BEGIN EXCERPTED DATA

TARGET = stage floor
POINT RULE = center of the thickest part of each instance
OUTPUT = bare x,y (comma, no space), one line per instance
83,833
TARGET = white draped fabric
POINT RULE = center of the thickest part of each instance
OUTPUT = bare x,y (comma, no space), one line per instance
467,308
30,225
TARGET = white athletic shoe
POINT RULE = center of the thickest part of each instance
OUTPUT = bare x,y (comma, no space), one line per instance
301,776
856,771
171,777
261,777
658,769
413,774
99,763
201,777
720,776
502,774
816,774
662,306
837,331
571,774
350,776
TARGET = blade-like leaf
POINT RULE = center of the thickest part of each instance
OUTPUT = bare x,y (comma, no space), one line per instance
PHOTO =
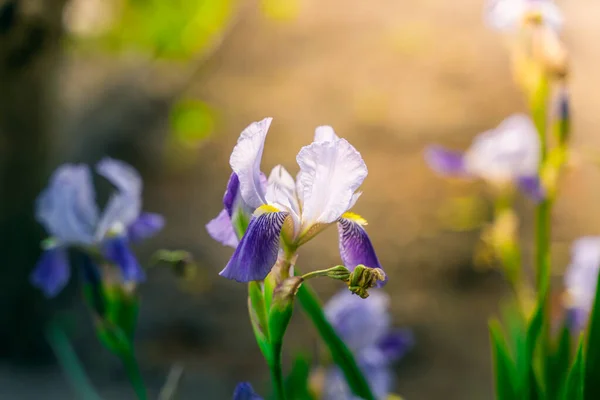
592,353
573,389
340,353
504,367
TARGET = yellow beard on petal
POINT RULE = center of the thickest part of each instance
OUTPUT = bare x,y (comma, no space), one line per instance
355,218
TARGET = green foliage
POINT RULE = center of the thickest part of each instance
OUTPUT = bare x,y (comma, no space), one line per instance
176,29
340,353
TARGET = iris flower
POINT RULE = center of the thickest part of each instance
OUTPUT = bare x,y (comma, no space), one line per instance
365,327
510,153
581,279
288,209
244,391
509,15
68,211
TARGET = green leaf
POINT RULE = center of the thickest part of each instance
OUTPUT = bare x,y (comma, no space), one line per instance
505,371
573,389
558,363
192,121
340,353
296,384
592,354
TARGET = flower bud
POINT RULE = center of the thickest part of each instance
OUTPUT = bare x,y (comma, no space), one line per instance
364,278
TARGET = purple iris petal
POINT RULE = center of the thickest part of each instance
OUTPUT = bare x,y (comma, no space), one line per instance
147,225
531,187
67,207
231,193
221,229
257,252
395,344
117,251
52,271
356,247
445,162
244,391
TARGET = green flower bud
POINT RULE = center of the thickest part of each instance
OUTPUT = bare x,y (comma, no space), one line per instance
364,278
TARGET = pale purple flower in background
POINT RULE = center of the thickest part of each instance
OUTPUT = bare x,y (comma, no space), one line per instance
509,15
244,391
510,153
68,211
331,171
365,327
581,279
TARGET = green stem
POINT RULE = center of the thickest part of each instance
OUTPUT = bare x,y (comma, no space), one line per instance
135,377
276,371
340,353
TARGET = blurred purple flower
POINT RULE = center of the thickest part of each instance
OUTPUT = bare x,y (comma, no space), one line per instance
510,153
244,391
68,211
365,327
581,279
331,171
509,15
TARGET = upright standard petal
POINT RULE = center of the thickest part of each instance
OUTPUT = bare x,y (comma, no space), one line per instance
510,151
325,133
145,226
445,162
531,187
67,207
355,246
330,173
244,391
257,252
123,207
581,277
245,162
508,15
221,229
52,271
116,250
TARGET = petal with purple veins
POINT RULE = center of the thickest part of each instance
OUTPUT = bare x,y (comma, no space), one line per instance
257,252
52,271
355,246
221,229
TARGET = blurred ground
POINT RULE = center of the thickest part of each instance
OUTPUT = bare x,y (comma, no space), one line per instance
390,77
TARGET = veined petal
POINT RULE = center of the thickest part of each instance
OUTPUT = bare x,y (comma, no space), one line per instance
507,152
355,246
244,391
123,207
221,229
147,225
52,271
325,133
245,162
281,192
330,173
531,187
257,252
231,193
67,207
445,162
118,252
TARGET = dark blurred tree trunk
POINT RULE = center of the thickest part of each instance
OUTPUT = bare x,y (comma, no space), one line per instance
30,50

END EXCERPTED DATA

◆ **EXERCISE DESCRIPTION**:
Write out every record above exactly, leaving no picture in the result.

◆ **EXPECTED ANSWER**:
TARGET = stage floor
POINT RULE = center of the thickest part of each instance
OUTPUT = bare x,y (comma, no space), one line per instance
83,833
TARGET = white draped fabric
POINT RULE = center of the thickest part of each instance
OUTPUT = bare x,y (comma, no space), one line per instance
467,308
30,225
TARGET = white athletic shoe
POINT RULE = center of the thickest part of each instance
OUTPUT = bare x,y (comma, no space), one line per instance
301,776
856,771
171,777
261,777
658,769
413,774
99,763
201,777
720,776
502,774
816,774
662,306
837,331
571,774
350,776
TARGET = blade-like leaf
POINT RULE = center of the thickest part of each instance
OUTPUT = bare x,y (comma, no space), one line per instance
PHOTO =
592,353
573,389
340,353
504,367
TARGET = yellow beard on petal
POINT RULE = center of the thickest part of each instance
OUTPUT = bare x,y (comma, no space), one line per instance
355,218
TARGET = green foliage
POINT RULE = center of the thickest part of each instance
OUTPUT = bare x,y (comma, no space), one line per instance
176,29
340,353
TARGET = iris flower
POINT RULE = center of the thickest part of each instance
OUTPUT = bare x,y (comma, no space), one line per instance
365,327
510,153
581,279
288,209
244,391
509,15
68,211
TARGET = green leaf
POINT RULE = center of the thickest part of each instance
OUTPUT = bare x,y (comma, no space), one line per instance
505,371
573,389
558,363
192,121
340,353
296,384
592,354
TARGET = flower bud
POINT RULE = center of the thickest part of each instance
OUTPUT = bare x,y (comma, no space), one line per instance
364,278
TARGET = purple iris petal
POINT RULE = center of the thickest part of each instance
OUTPUT = bare x,y (comma, no space), one line per instance
147,225
531,187
67,207
231,193
221,229
257,252
395,344
117,251
52,271
356,247
445,162
244,391
TARGET = green flower bud
POINT RULE = center of the thickest part of each instance
OUTPUT = bare x,y (comma, no space), one line per instance
364,278
TARGET = pale purple flower in background
POINT RULE = center of the thickest part of each instance
OUTPUT = bare x,y (comma, no space), one line per instance
509,15
244,391
510,153
68,211
331,171
365,327
581,279
TARGET = green stem
POINT RULE = center of the thickest part of each instance
OUTPUT = bare x,y (comma, no space), one line per instance
135,377
276,371
340,353
TARGET = blurred purple flower
POINT RULE = center of the thickest part of each instance
OUTPUT = bare x,y (comma, no space), one line per instance
510,153
244,391
68,211
365,327
581,279
331,171
509,15
TARGET = upright standard petal
POINT RULE = center of the thickest part of each instance
OUTPUT = bare x,y (comma, no space), one line per instance
510,151
325,133
145,226
445,162
531,187
67,207
355,246
330,173
244,391
257,252
123,207
581,277
245,162
508,15
221,229
52,271
116,250
TARGET = petal with purple veins
POINT RULE = center of the thickest part of each instance
OUTPUT = bare x,y (comma, no space), one line per instance
257,252
52,271
355,246
221,229
TARGET = blurred ground
POINT RULE = center of the thickest part of each instance
OUTPUT = bare x,y (comma, no space), one line per instance
390,77
TARGET = veined petal
POINT RULE = center of the thickest part of each instance
OUTPUT = bare x,y (comma, no space), one line per instance
507,152
355,246
244,391
123,207
221,229
147,225
52,271
325,133
245,162
281,192
330,173
531,187
257,252
231,193
67,207
445,162
118,252
TARGET = dark blurred tree trunk
POINT RULE = center of the thickest part of each instance
OUTPUT = bare x,y (comma, no space), one line per instance
30,50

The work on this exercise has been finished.